» **Required task**:
Can you revise the records below so that every "planogram log" reads "shelf inventory sheet", with nothing else changed and the pictures left out of your answer?

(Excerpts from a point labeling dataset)
- - -

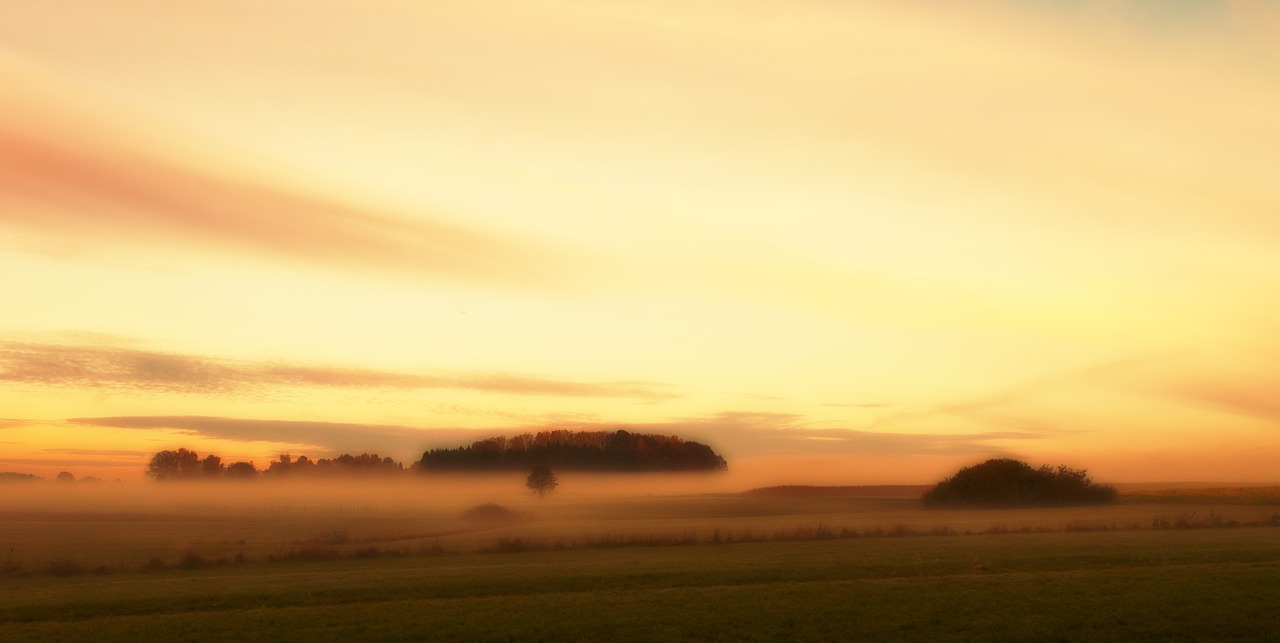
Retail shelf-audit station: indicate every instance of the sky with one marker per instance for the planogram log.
(839, 242)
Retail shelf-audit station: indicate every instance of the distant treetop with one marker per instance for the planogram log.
(576, 451)
(1006, 482)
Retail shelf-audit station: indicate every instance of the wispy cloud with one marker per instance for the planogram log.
(325, 437)
(69, 173)
(734, 433)
(133, 368)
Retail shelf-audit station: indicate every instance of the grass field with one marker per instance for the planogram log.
(336, 565)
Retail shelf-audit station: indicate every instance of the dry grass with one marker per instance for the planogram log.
(128, 528)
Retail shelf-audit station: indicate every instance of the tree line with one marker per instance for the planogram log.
(183, 464)
(1006, 482)
(576, 451)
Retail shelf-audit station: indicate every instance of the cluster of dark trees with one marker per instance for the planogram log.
(576, 451)
(187, 465)
(346, 464)
(1006, 482)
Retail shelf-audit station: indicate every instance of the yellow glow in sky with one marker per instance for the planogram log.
(922, 232)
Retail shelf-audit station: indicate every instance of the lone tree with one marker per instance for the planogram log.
(174, 465)
(542, 480)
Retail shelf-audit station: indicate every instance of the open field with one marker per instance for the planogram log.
(393, 561)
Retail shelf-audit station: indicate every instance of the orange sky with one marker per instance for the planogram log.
(860, 242)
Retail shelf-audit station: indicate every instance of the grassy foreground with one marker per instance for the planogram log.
(411, 562)
(1152, 584)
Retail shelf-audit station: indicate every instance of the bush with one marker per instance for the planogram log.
(1010, 483)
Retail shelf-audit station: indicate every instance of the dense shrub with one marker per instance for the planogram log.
(1005, 483)
(576, 451)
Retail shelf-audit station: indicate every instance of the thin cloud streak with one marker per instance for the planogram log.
(69, 172)
(328, 437)
(95, 366)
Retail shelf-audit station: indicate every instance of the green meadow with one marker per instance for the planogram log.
(405, 562)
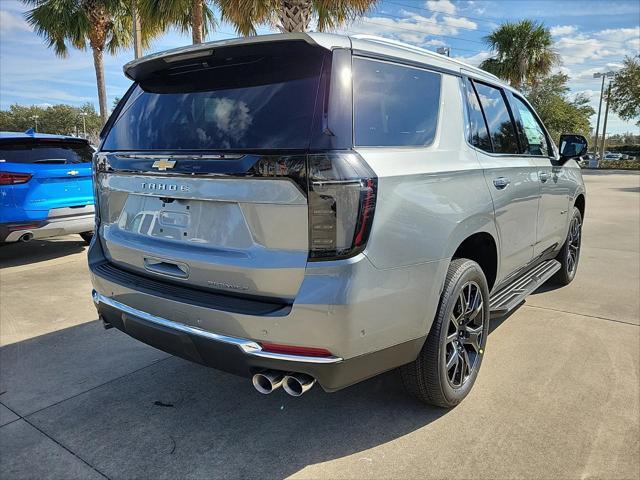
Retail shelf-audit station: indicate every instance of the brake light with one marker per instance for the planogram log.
(342, 200)
(295, 350)
(11, 178)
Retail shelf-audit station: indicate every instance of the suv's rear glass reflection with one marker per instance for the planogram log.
(245, 102)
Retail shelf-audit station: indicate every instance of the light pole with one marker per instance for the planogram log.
(35, 117)
(84, 123)
(137, 41)
(598, 75)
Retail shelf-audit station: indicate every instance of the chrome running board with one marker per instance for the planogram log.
(512, 294)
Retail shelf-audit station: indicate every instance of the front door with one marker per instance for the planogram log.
(555, 183)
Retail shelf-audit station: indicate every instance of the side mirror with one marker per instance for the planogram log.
(572, 146)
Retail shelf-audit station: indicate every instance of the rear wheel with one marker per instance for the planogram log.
(87, 236)
(448, 364)
(569, 255)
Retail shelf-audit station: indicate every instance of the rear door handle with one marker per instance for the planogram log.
(501, 182)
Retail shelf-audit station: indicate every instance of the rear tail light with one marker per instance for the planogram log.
(342, 200)
(11, 178)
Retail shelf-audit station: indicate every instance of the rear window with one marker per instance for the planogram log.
(394, 105)
(34, 152)
(252, 101)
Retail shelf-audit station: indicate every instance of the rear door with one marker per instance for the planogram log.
(60, 173)
(556, 182)
(202, 177)
(512, 178)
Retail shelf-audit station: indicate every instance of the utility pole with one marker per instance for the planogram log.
(603, 76)
(606, 114)
(137, 40)
(84, 123)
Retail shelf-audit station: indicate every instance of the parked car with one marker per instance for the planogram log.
(308, 208)
(45, 187)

- - -

» **Full answer**:
Retail shelf-audit station: indicate every instance of the sky with one marker per instance for the shelf inventory sheet.
(839, 242)
Retail shelf-audit station: indicate every instance of the distant treetop with one marker per instance for the shelf inventory sheet.
(576, 451)
(1006, 482)
Retail shelf-audit station: indicate every instance of the wispy cloud with one marker per instance for the shelf inventory sheet.
(325, 437)
(69, 173)
(734, 433)
(133, 368)
Retail shelf-audit station: indicate every instance of the grass field with one marker per instance for the shelf inventory sheet.
(336, 565)
Retail shelf-audit station: indicate every instance of the dry grass with one marker per instance for the shelf inventory sheet.
(128, 528)
Retail shelf-audit station: indicate every instance of the tree line with one marker per instance for the shelf inventory sheet.
(183, 464)
(1006, 482)
(576, 451)
Retail shelf-audit station: indicate every instance of the cluster of dark trees with one marker per instance for the shelf inventory sheet.
(576, 451)
(187, 465)
(346, 464)
(1006, 482)
Retail shelf-audit station: indicate every instance of the yellow glow in sky with one marker per instance for the shelf inventory sheet.
(922, 232)
Retail shelf-audit station: indicate every instance of the lone tree with one marker per instance for the shelf inventory sheet.
(174, 465)
(542, 480)
Retail shelf-audit station: indicate every instance of the open field with one marker per instance for the shelf inventory sheet.
(393, 561)
Retail shelf-audit station: indicate every instance of the orange sky with one marker per instance for the shelf inventory sheet.
(860, 242)
Retail shelf-audit station: indicate every instance of the grassy foreground with one marker per instance for the shelf inventory sheet.
(411, 562)
(1152, 584)
Retail shelf-audit station: indicate every instance of the bush with one marker per instance for the shelf inventory sheet.
(1010, 483)
Retail shelf-audit station: indicate every instance of the dense shrub with one marker per instance for the shelf inventory sheet.
(1005, 483)
(576, 451)
Retail shelf-audit station: indicate every instance of the thin cloud streak with one marker per instance for the shelf inventory sheet.
(69, 172)
(328, 437)
(95, 366)
Retail shelf-audit station: indicate every instance of the green meadow with one marker per instance for the shelf inventory sheet.
(405, 562)
Retail shelf-audit station: indicate every instance of the brake light with one marker per instance for the shelf inventory sheet.
(342, 200)
(295, 350)
(11, 178)
Retail shelf-audit station: indicate every instance of the suv's rear glass reflection with one marker per instance for the shelf inventory sheet.
(245, 102)
Retail shelf-audit station: indicate every instance of the light pole with one marker per instance for the shelf inventory sheet.
(35, 117)
(84, 123)
(137, 41)
(598, 75)
Retail shelf-audit station: indicate every instance of the chrome running board with one marker per instance for the shelf inventory sheet.
(512, 294)
Retail shelf-audit station: indicate every instance of the front door with one marker per instance for the shelf inventory sheet.
(555, 183)
Retail shelf-audit station: indicate every instance of the side mirror with one marker per instance for the shelf inventory sheet.
(572, 146)
Retail shelf-audit station: indicate every instance of the rear wheel with one marker per instance for the shelf inventory sheet.
(87, 236)
(448, 364)
(569, 255)
Retail shelf-audit station: indicate every instance of the rear door handle with one marker per instance for the shelf inventory sheet.
(501, 182)
Retail shelf-audit station: indicate every instance of the rear tail light with one marker per instance for the shelf inventory sheet.
(342, 200)
(11, 178)
Retail shelf-audit station: indicate every instance of the rear window with one marker per instance for the shelf inventory sheet.
(394, 105)
(34, 152)
(252, 101)
Retail shelf-audit station: indicate every instance of the rear door with one marker per instance for the shelf inventory sheet.
(60, 173)
(556, 182)
(202, 177)
(512, 178)
Retail shelf-audit station: indicate every instance of the utility pole with one marker per instance for the shelf inventory sheet.
(603, 76)
(606, 114)
(137, 40)
(84, 123)
Retail shelf-audit station: indicate every instance of the parked car with one marker per instance for the shelf inventory sheet.
(308, 208)
(45, 187)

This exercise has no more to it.